*INPUT MATERIAL:*
* begin *

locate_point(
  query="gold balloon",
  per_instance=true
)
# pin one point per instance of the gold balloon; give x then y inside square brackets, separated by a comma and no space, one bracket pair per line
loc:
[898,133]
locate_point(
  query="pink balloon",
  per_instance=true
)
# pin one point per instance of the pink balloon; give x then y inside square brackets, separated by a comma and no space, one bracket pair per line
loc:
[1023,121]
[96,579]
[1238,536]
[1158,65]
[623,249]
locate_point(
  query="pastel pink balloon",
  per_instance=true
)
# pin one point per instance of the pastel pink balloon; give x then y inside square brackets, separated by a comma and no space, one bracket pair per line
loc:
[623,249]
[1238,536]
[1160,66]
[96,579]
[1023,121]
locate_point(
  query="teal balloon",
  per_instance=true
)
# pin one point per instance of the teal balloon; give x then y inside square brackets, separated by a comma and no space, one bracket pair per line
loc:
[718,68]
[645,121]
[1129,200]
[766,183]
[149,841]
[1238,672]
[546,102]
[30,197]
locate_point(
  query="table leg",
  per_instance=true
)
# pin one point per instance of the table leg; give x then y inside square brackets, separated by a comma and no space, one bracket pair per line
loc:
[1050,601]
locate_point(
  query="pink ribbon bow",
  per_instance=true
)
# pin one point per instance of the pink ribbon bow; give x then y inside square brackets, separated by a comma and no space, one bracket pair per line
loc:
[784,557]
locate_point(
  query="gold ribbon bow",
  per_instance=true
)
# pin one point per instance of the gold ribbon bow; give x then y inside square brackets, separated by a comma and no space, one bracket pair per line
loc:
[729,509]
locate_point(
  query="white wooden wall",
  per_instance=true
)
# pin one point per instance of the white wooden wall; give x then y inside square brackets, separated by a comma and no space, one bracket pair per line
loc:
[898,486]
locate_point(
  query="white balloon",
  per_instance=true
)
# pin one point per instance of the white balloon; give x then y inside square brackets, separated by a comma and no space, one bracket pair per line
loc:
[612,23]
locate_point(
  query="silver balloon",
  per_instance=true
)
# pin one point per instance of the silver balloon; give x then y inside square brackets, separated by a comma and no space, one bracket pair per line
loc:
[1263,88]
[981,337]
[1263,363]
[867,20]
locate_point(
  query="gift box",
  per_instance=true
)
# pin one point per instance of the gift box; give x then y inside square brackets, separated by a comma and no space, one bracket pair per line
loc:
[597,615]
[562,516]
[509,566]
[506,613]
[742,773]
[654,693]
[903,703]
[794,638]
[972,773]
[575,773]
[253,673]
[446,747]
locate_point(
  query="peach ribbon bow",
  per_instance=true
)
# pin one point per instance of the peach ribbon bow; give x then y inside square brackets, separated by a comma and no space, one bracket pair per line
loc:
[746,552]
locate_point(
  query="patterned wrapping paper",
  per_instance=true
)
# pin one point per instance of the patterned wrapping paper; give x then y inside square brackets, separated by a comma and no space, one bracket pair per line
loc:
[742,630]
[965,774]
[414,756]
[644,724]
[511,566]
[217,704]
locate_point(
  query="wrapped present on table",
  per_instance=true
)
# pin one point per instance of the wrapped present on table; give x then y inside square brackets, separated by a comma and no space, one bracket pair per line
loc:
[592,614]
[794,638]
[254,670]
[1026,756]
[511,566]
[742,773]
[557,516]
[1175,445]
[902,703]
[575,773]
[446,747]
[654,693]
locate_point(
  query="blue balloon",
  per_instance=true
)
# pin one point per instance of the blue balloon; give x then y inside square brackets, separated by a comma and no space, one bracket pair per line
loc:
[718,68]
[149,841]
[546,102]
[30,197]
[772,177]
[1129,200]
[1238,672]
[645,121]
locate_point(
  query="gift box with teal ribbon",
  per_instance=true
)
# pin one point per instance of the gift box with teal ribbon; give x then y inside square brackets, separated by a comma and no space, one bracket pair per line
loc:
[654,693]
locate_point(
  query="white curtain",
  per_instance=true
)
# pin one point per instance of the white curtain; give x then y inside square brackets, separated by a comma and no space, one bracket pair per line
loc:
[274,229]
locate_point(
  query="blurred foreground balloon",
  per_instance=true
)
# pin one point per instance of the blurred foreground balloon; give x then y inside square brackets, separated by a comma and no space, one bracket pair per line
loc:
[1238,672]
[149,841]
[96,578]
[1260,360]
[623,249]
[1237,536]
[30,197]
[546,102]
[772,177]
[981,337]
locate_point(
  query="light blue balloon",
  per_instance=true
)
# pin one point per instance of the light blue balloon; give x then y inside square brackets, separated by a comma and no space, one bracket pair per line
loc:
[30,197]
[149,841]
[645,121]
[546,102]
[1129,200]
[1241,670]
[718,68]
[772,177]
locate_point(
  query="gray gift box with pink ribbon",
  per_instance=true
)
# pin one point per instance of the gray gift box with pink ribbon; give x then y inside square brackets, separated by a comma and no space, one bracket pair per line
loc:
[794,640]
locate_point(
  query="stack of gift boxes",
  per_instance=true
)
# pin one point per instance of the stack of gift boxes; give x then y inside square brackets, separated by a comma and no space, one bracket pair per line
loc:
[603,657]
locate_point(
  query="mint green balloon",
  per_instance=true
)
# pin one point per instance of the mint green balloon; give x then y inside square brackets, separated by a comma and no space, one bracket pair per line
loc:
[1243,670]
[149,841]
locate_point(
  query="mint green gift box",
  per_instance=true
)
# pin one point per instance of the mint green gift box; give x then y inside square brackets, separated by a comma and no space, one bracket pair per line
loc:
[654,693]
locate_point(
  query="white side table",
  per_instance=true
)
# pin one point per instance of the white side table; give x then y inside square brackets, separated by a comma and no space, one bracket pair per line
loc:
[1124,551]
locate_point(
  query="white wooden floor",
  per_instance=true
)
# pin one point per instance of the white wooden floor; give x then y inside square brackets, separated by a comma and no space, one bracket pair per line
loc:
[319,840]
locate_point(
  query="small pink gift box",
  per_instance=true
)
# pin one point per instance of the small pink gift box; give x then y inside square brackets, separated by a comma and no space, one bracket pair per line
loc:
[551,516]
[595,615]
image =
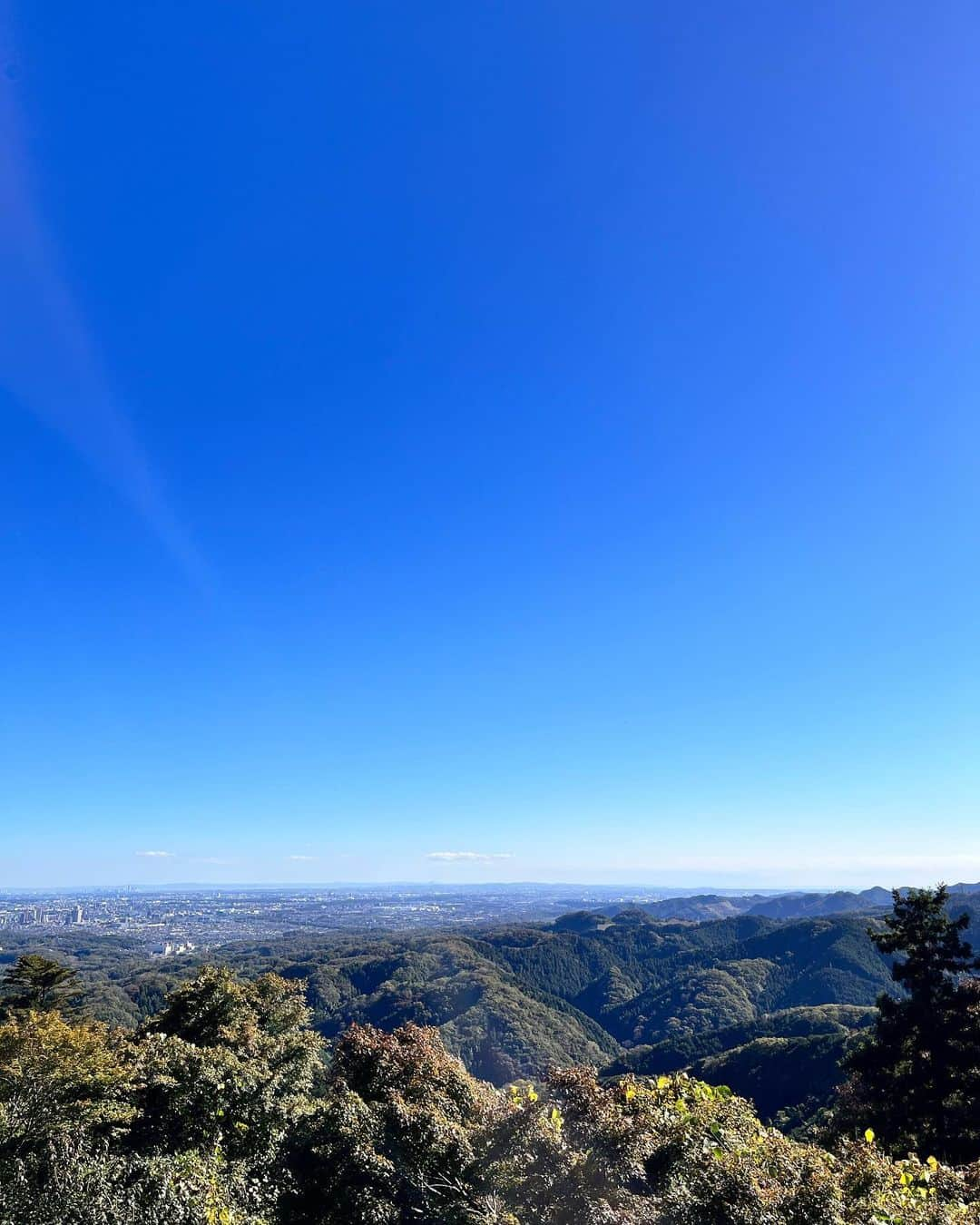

* end *

*WORK TO DO:* Extract every line above that contains the word "curtain", and copy each one unchanged.

*TASK RESULT:*
  query="white curtain",
# pin one point per instance of the white curtain; give x then y inside square brackets, separated by a comma and no space, one bracket pair per line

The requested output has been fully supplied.